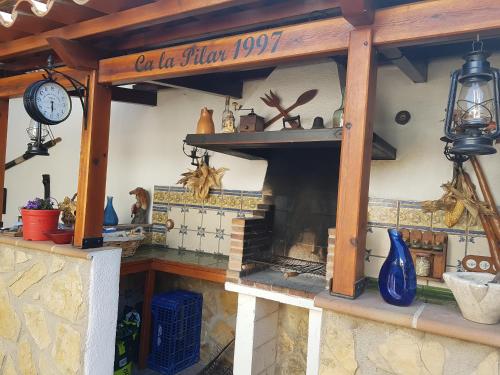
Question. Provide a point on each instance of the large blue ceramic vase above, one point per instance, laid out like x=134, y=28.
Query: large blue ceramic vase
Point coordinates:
x=397, y=280
x=110, y=216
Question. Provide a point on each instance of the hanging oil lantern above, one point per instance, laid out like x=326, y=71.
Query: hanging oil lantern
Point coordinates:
x=471, y=123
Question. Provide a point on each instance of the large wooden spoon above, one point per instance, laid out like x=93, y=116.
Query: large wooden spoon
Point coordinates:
x=301, y=100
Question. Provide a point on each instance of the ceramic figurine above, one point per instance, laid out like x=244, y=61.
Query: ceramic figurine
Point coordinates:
x=397, y=280
x=140, y=207
x=206, y=123
x=110, y=216
x=228, y=118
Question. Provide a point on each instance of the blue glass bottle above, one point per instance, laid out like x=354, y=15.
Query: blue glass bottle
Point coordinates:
x=397, y=280
x=110, y=216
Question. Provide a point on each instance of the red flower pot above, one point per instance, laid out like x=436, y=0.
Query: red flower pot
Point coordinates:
x=37, y=222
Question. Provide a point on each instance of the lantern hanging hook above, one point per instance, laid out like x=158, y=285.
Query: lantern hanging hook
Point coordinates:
x=477, y=45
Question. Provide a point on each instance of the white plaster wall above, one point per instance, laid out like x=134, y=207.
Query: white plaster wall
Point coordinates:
x=103, y=312
x=146, y=142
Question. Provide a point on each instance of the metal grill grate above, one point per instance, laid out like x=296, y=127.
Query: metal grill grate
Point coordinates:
x=286, y=264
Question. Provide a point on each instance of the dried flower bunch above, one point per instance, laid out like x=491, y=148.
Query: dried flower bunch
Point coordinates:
x=68, y=208
x=39, y=204
x=456, y=201
x=201, y=180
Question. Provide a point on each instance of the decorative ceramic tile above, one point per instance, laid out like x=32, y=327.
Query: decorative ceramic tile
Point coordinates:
x=231, y=200
x=158, y=239
x=191, y=240
x=438, y=223
x=227, y=221
x=382, y=212
x=200, y=231
x=456, y=249
x=174, y=238
x=477, y=245
x=249, y=203
x=160, y=217
x=211, y=220
x=411, y=217
x=176, y=214
x=225, y=245
x=372, y=266
x=210, y=243
x=377, y=242
x=193, y=219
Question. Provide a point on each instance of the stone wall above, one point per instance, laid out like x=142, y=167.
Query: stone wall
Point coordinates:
x=219, y=311
x=291, y=355
x=353, y=346
x=43, y=312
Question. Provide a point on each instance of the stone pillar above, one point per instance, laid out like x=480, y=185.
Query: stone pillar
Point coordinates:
x=256, y=336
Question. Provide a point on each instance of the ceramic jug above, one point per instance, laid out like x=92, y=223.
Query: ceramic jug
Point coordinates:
x=206, y=123
x=110, y=216
x=397, y=280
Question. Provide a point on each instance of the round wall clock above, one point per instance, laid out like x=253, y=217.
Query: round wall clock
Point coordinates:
x=47, y=102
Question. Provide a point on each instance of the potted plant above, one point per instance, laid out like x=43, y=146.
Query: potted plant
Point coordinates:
x=39, y=216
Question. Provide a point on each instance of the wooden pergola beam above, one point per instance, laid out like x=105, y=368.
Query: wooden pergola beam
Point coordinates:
x=13, y=87
x=130, y=19
x=76, y=55
x=355, y=160
x=410, y=24
x=93, y=166
x=216, y=25
x=358, y=12
x=414, y=70
x=4, y=120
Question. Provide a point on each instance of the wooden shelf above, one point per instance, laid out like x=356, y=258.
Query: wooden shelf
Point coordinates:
x=261, y=145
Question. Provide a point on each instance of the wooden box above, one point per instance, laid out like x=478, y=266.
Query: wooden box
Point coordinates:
x=428, y=247
x=251, y=123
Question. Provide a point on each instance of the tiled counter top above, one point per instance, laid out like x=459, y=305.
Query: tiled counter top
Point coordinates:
x=443, y=320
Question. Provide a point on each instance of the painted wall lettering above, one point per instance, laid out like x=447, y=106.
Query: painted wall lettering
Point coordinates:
x=199, y=54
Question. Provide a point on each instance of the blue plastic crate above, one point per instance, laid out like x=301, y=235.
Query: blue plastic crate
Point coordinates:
x=176, y=318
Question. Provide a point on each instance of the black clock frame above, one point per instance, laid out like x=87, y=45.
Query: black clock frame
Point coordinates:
x=31, y=107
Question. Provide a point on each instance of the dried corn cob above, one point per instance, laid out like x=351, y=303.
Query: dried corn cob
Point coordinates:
x=452, y=217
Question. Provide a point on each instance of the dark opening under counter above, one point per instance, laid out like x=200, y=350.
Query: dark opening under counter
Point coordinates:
x=443, y=320
x=198, y=265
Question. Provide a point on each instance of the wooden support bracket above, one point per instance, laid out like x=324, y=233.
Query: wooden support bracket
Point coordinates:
x=358, y=12
x=414, y=70
x=4, y=119
x=348, y=272
x=93, y=166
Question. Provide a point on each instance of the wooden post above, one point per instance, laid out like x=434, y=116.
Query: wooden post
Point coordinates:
x=348, y=272
x=144, y=342
x=4, y=119
x=93, y=166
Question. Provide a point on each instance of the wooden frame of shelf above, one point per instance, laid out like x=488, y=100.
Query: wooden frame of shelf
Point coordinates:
x=260, y=145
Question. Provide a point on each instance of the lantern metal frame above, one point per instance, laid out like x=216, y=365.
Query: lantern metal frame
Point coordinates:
x=475, y=138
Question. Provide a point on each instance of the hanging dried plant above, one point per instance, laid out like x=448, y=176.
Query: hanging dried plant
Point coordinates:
x=457, y=199
x=202, y=179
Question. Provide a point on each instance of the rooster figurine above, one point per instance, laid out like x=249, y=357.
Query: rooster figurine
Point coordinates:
x=139, y=209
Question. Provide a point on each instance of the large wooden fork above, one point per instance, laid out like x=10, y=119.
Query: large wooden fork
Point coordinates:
x=274, y=101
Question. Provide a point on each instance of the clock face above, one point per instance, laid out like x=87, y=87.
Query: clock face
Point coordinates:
x=53, y=102
x=47, y=102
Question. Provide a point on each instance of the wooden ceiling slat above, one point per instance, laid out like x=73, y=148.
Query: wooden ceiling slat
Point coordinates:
x=211, y=25
x=7, y=34
x=31, y=24
x=143, y=16
x=111, y=6
x=68, y=12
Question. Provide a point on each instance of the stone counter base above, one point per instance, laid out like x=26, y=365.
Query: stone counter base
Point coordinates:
x=47, y=307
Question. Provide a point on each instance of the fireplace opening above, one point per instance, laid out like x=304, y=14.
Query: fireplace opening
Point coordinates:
x=286, y=248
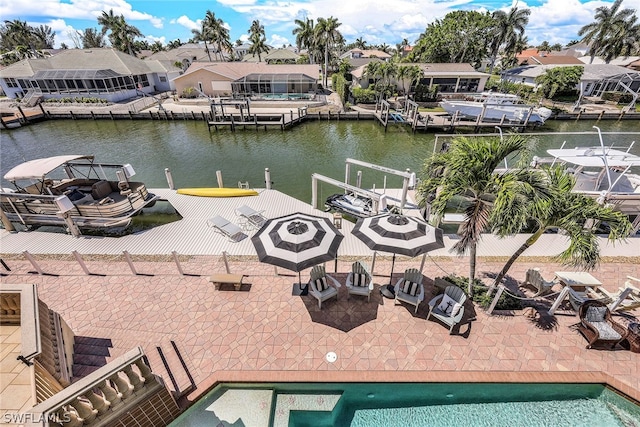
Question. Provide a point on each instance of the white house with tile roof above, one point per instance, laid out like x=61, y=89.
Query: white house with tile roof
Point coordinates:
x=226, y=78
x=596, y=78
x=449, y=77
x=98, y=73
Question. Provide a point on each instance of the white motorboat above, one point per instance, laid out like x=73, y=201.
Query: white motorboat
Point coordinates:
x=490, y=106
x=355, y=205
x=603, y=173
x=63, y=189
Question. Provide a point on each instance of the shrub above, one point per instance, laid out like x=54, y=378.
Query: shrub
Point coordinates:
x=364, y=96
x=424, y=93
x=506, y=301
x=189, y=93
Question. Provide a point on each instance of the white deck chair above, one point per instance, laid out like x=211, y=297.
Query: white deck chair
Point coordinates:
x=252, y=217
x=450, y=310
x=321, y=285
x=229, y=229
x=409, y=288
x=359, y=281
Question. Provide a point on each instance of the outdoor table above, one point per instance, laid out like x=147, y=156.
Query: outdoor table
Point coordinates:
x=575, y=285
x=578, y=281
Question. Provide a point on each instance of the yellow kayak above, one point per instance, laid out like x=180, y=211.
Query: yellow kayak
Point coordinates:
x=217, y=192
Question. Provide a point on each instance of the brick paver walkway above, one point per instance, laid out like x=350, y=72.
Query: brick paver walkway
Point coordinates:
x=264, y=333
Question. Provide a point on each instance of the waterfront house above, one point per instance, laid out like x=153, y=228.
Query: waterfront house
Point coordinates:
x=97, y=73
x=366, y=54
x=245, y=78
x=449, y=77
x=596, y=78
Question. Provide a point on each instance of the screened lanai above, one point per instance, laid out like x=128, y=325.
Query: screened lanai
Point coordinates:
x=86, y=81
x=617, y=83
x=260, y=84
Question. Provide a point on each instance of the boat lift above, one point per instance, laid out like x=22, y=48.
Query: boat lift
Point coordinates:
x=408, y=176
x=375, y=197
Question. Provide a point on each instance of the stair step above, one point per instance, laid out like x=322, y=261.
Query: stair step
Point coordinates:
x=102, y=342
x=94, y=350
x=89, y=359
x=81, y=371
x=174, y=374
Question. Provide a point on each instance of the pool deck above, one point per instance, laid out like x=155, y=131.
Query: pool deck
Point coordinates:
x=264, y=333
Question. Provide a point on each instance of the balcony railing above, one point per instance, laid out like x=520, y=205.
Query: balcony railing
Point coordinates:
x=112, y=395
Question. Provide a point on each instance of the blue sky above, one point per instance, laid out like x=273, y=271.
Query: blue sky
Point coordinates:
x=376, y=21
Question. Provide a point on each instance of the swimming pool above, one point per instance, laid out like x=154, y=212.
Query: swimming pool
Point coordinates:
x=411, y=404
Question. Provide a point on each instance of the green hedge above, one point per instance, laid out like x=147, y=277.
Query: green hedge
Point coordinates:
x=364, y=96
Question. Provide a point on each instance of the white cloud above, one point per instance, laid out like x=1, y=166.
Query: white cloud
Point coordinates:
x=187, y=23
x=74, y=9
x=278, y=41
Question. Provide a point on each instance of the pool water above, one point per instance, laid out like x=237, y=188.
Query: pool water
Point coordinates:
x=409, y=404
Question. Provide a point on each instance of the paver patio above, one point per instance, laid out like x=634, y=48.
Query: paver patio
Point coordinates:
x=264, y=333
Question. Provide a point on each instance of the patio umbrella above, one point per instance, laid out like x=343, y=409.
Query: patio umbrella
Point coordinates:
x=398, y=234
x=297, y=241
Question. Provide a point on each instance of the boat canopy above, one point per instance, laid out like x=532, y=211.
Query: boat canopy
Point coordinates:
x=39, y=168
x=593, y=157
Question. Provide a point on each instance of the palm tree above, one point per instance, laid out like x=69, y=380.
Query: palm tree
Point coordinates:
x=326, y=34
x=92, y=38
x=577, y=216
x=492, y=202
x=304, y=33
x=258, y=40
x=600, y=35
x=121, y=34
x=43, y=37
x=19, y=33
x=508, y=26
x=202, y=35
x=174, y=44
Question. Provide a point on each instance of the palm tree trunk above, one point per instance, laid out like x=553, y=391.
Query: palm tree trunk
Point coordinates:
x=207, y=49
x=472, y=269
x=530, y=241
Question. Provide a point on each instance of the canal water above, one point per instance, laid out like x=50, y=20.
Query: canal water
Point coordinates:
x=194, y=155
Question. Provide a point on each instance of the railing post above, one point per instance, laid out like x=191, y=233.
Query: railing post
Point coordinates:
x=226, y=263
x=495, y=299
x=81, y=262
x=175, y=258
x=128, y=258
x=33, y=262
x=167, y=173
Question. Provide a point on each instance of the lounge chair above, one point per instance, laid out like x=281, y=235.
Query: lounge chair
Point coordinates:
x=252, y=217
x=227, y=228
x=359, y=281
x=598, y=327
x=448, y=307
x=627, y=298
x=535, y=280
x=321, y=285
x=409, y=288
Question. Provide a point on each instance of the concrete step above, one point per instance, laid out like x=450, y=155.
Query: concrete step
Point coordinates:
x=94, y=350
x=168, y=361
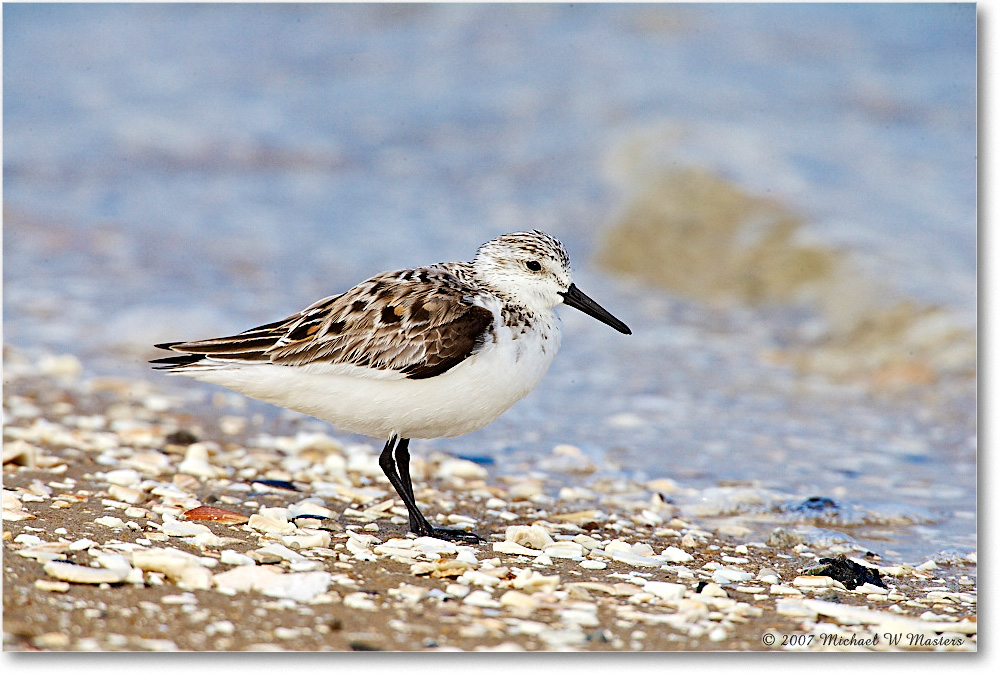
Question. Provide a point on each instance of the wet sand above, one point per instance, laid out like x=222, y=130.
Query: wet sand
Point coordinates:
x=98, y=474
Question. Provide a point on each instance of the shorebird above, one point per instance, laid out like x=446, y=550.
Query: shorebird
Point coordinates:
x=431, y=352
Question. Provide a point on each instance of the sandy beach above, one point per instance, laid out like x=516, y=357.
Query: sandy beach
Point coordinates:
x=296, y=543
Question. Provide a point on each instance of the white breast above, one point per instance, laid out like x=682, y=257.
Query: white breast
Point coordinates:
x=463, y=399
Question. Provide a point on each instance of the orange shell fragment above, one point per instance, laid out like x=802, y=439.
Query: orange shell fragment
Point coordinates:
x=216, y=514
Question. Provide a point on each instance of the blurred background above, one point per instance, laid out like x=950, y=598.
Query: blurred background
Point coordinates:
x=780, y=200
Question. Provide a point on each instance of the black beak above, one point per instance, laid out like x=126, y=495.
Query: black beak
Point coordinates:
x=574, y=297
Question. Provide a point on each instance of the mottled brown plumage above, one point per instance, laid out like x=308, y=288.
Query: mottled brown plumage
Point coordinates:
x=365, y=327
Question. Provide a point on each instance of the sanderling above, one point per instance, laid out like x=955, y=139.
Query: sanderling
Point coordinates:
x=431, y=352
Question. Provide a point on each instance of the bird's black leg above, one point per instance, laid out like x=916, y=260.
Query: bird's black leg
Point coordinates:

· · · · · · ·

=== Instructions for the task ===
Copy verbatim the lines between the one holding "Question. Provide a point on each instance of the railing" and the one holding "x=296, y=543", inclusive, and leave the pictures out of your copy.

=== Correct result ===
Question. Provide a point on each instance of the railing post above, one point per instance, laid out like x=191, y=233.
Query: railing post
Point coordinates:
x=226, y=263
x=495, y=299
x=81, y=262
x=175, y=258
x=128, y=258
x=33, y=262
x=167, y=173
Question. Provide a point on each instance of the lounge chair above, one point per instance, laid out like x=281, y=235.
Query: lounge chair
Point coordinates:
x=252, y=217
x=227, y=228
x=359, y=281
x=598, y=327
x=448, y=307
x=627, y=298
x=535, y=280
x=321, y=285
x=409, y=288
Question. Provide a point on each instance of the concrete step above, one point per instance, laid out like x=450, y=155.
Query: concrete step
Point coordinates:
x=94, y=350
x=168, y=361
Question. Provide a point on each instance of the wet sand above, one point per instance, laid out like x=222, y=130.
Query: wet sand
Point coordinates:
x=98, y=474
Question. Provide a point on each instance of the shorebird above, one point per instance, laid out like x=446, y=550.
Query: shorebird
Point coordinates:
x=431, y=352
Question. Provide a point on each instance of the sandy beach above, one point per instance, laid out like x=516, y=357.
Query: sandy beach
Point coordinates:
x=296, y=543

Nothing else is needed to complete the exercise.